OBJECTIVE ▸ Copy out the lines of the entries word for word, beginning with the first line and stopping after the line that has "0 0 500 359".

(Bounding-box records)
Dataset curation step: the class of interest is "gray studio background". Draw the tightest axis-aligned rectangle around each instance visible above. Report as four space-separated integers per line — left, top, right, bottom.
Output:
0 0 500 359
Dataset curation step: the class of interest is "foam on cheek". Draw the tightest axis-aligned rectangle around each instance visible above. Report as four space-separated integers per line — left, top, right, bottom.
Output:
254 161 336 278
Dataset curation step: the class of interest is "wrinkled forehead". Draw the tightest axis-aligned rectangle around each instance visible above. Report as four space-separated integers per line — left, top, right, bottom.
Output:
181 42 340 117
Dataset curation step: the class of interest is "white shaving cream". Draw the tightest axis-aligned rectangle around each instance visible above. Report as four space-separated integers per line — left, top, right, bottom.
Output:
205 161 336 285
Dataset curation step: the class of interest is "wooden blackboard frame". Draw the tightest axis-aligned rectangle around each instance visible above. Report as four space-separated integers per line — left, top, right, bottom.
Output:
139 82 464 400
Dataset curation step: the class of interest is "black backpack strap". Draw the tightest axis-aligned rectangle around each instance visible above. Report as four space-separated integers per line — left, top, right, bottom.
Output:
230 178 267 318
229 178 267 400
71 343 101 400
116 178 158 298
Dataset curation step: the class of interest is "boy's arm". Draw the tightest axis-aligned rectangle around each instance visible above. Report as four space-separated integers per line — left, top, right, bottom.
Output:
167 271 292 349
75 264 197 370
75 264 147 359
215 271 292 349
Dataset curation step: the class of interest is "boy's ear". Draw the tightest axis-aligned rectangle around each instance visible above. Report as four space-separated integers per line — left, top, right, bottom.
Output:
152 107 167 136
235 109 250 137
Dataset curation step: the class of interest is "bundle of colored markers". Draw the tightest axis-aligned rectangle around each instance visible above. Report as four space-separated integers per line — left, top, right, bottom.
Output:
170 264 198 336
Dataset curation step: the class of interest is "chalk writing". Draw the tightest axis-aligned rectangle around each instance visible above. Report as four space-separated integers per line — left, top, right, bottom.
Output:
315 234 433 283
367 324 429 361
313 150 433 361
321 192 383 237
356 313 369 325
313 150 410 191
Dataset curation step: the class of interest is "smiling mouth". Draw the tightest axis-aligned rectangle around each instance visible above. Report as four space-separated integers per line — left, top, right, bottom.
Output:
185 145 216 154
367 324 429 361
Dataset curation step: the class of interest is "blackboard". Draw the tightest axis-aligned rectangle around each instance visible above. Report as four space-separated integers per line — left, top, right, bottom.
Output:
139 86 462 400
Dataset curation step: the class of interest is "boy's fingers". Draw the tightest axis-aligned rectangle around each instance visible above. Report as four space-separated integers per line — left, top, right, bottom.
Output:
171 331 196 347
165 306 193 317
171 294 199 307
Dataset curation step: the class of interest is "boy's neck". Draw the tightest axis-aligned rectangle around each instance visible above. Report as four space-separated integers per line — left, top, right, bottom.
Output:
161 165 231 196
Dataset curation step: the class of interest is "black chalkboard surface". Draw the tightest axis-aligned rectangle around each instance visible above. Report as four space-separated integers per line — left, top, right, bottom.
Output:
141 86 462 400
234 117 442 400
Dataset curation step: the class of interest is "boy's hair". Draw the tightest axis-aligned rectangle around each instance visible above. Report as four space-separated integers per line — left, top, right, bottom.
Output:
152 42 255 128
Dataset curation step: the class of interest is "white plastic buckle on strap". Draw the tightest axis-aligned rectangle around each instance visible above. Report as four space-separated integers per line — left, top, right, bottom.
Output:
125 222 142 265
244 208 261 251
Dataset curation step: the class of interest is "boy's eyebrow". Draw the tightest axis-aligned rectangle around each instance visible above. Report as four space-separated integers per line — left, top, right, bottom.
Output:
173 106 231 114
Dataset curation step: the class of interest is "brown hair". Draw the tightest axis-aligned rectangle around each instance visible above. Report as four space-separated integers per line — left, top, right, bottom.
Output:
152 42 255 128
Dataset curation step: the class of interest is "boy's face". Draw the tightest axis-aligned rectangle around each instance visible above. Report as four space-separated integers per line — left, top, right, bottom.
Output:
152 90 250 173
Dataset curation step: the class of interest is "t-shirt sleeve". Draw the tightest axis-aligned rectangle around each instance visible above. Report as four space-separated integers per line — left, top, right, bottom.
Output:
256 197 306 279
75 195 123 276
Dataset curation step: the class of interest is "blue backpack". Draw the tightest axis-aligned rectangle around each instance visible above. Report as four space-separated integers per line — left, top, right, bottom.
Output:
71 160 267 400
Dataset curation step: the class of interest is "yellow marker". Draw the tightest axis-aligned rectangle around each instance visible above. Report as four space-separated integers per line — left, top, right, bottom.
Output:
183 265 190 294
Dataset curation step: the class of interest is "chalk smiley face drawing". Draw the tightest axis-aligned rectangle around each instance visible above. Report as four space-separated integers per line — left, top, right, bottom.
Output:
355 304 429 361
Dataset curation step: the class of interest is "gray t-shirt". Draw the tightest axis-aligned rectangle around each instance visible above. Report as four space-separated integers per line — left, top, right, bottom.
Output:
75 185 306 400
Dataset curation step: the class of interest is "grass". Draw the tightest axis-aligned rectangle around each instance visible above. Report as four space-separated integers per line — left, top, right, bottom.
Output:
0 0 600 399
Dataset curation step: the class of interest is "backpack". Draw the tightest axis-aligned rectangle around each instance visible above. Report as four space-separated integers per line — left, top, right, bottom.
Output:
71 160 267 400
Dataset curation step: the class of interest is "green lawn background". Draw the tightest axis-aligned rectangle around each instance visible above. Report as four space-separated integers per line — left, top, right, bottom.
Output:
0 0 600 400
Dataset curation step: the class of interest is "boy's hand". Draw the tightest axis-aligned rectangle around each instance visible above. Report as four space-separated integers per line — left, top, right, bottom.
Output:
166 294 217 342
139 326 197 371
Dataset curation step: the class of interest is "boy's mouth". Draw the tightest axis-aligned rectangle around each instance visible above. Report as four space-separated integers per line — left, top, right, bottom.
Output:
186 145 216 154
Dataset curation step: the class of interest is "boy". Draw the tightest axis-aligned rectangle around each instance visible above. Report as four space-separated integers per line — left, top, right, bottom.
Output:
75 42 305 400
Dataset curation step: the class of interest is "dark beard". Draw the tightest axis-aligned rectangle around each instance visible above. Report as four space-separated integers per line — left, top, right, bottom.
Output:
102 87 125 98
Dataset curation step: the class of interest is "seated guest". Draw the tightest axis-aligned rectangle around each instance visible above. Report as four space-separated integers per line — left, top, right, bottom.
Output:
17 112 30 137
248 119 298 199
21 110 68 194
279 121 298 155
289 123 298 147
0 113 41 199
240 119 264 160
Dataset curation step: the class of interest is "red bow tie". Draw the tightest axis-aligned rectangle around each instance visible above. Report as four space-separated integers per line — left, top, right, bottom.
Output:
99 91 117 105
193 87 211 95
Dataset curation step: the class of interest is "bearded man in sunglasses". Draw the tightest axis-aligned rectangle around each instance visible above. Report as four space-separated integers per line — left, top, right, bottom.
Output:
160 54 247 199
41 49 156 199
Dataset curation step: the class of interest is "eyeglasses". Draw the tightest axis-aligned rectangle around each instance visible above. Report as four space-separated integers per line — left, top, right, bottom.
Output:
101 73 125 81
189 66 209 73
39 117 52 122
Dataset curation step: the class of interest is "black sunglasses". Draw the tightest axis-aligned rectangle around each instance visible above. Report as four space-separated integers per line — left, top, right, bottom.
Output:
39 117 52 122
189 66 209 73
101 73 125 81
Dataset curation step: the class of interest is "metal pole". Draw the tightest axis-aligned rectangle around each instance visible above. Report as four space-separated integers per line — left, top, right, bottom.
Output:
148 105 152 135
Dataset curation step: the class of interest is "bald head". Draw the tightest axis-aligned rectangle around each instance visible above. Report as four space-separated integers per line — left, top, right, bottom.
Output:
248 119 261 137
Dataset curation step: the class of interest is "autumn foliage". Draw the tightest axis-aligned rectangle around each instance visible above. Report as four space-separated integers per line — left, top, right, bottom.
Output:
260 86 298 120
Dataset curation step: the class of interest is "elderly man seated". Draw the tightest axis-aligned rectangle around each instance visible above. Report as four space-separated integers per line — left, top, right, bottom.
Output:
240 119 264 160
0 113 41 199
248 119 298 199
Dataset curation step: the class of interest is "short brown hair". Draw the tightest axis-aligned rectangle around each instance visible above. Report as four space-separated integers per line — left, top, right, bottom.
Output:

TASK SOLUTION ▸
Dataset curation step: the class of interest is "gray studio background". Draw the tightest axis-aligned rectangle around each instance visible above. Report as four space-separated integers per line — left, top, right, bottom.
Output:
0 0 500 359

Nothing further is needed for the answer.